## SECÇÃO DE TEXTO
╭──

A Santa Casa da Misericórdia de Lisboa reconheceu já nas suas contas perdas de 52,790 milhões de euros com as operações internacionais desenvolvidas entre 2020 e 2023. Este número consta do relatório e contas do ano passado que foi dado como concluído a 30 abril, um dia depois da provedora e da mesa terem sido exoneradas pela ministra do Trabalho de Segurança Social, Rosário Ramalho.
O documento, a que o Observador teve acesso, reconhece que “poderão existir responsabilidades que não se encontram previstas no valor que se encontra reconhecido”. Ou seja, as perdas na frente internacional podem ser maiores, sendo que uma parte destes valores foi considerada nas contas de 2021 e 2022, que foram corrigidas no início deste ano para refletir esta situação, entre outras. E revela que, no ano passado, ainda houve investimentos de seis milhões de euros na Santa Casa Global, antes da ordem para fechar a torneira dada pela provedora Ana Jorge.
A maior fatura das perdas resulta da decisão de dar como perdidas as transferências de capital realizadas na Santa Casa Global, empresa criada em 2020 para desenvolver a expansão fora de Portugal. Em causa está o capital inicial de cinco milhões de euros realizado no arranque deste processo — e o único que terá sido autorizado de forma expressa pela ex-ministra da Segurança Social, segundo afirmou Ana Mendes Godinho — e um montante de 24 milhões de euros de prestações suplementares prestadas pela casa mãe.
Além desta perda, a Santa Casa optou por registar as responsabilidades garantidas junto do Banco Santander Brasil no valor de 12 milhões de euros, e que dizem respeito a empréstimos contraídos pelas participadas da Santa Casa Global (SCG) no Brasil. Há ainda uma parcela de 11,6 milhões de euros de responsabilidades contingentes não identificadas e que poderão estar relacionadas com riscos jurídicos e contratuais dessas participadas que poderão vir a cair na conta da Santa Casa.

╰──

Dados de localização por ponto de cada instância

╭──

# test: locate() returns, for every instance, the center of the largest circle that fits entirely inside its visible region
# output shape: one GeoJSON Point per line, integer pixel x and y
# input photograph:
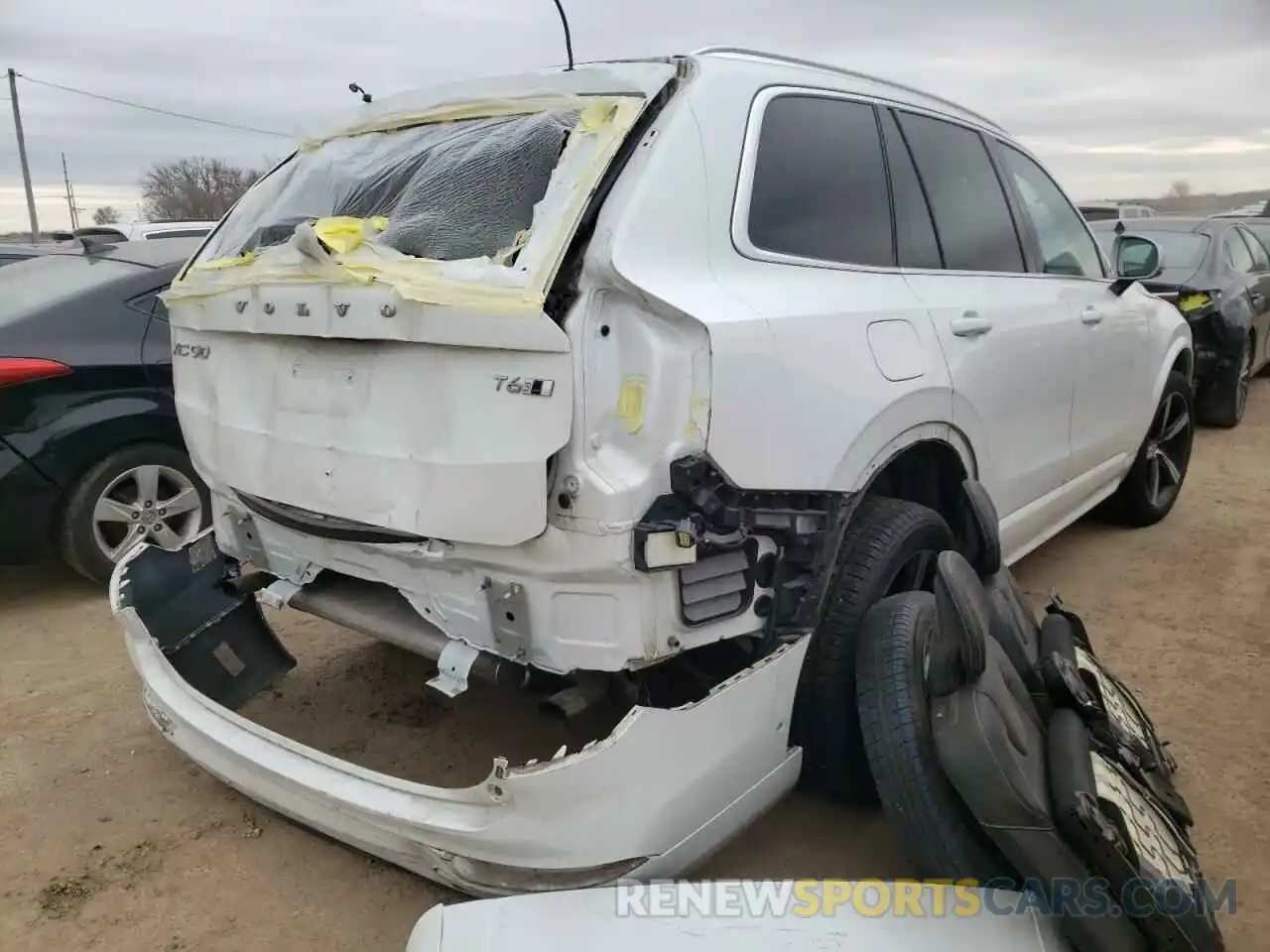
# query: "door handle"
{"type": "Point", "coordinates": [970, 325]}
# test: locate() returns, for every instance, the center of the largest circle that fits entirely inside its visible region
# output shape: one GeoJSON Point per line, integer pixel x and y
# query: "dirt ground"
{"type": "Point", "coordinates": [113, 841]}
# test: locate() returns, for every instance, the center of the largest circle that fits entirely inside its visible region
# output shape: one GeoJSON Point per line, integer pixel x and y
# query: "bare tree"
{"type": "Point", "coordinates": [193, 189]}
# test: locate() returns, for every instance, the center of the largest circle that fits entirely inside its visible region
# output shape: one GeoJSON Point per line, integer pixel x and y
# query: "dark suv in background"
{"type": "Point", "coordinates": [91, 458]}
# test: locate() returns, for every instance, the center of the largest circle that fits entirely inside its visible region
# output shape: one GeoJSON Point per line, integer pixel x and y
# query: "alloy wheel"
{"type": "Point", "coordinates": [1167, 448]}
{"type": "Point", "coordinates": [154, 504]}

╰──

## TRABALHO PEDIDO
1) Segundo o texto sobre as perdas da Santa Casa, em que ano foi criada a Santa Casa Global?
2) Com base no texto sobre as perdas da Santa Casa, explique por que razão as perdas na frente internacional podem ser maiores do que o valor reconhecido nas contas.
3) Prossiga o texto sobre as perdas da Santa Casa a partir do ponto em que termina.

## RESPOSTAS DO EXERCÍCIO
1) A Santa Casa Global foi criada em 2020.

2) O relatório e contas admite que poderão existir responsabilidades que não estão previstas no valor reconhecido. Por isso, as perdas podem ultrapassar os 52,790 milhões de euros registados.

3)
Estes valores são o resultado das conclusões da auditoria forense realizada às operações internacionais no ano passado e cujo relatório final só foi entregue na semana passada à Santa Casa. No relatório e contas consultado pelo Observador, e que ainda não inclui a certificação legal de contas nem o parecer do conselho de auditoria, a gestão de Ana Jorge justifica a demora nos trabalhos desta auditoria com as “enormes dificuldades que a SCG tem vindo a enfrentar na obtenção de documentação requerida pela BDO em meados de março relativa às participadas da Santa Casa Global”.
Dado o enorme volume de informação e documentos que foi necessário recolher junto das “empresas não controladas em geografias distintas — São Paulo, Rio de Janeiro e Brasília, e Reino Unido, Peru, Canadá e Moçambique — a possibilidade de se tratar de informações muito importantes e relevantes para a auditoria e por a SCG ainda estar a desenvolver esforços para a sua obtenção, a SCML considerou que o alargamento do prazo era essencial para reforçar e informar as conclusões desta auditoria forense.”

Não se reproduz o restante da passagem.